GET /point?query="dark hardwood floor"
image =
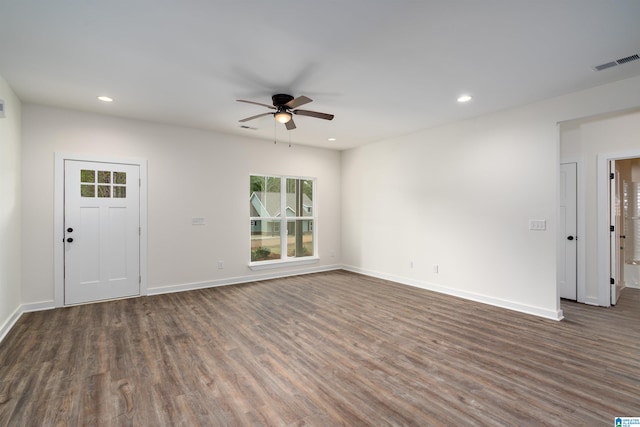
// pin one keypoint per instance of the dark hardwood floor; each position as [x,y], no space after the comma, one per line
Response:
[324,349]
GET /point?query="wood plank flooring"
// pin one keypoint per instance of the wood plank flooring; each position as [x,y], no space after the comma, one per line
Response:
[324,349]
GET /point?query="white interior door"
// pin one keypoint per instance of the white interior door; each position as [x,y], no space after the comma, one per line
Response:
[617,240]
[567,228]
[102,231]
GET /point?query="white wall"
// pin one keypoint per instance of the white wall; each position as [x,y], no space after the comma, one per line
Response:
[191,173]
[584,140]
[10,209]
[460,196]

■ **Task statement**:
Output the full material above exactly, leaving every picture out.

■ **Answer section**:
GET /point?query="dark hardwood floor"
image =
// pin one keypoint per instance of the dark hardwood floor; each position as [x,y], no space after the comma, one per line
Response:
[324,349]
GET /point?query="wood plank flooring"
// pin one keypoint per instance of the wood plank flooring; each position as [x,y], no space after the comma, one per line
Response:
[324,349]
GET /point?query="white interior door"
// pin one keypoint per instance of the white interior door; each position as [x,y], no space after the comma, one per line
Response:
[617,240]
[567,228]
[102,231]
GET /point?query="white wall"
// pin one keypoint per instance of the white wall; each position as [x,y], no space after the comma, one per line
Response:
[191,173]
[584,140]
[10,209]
[460,196]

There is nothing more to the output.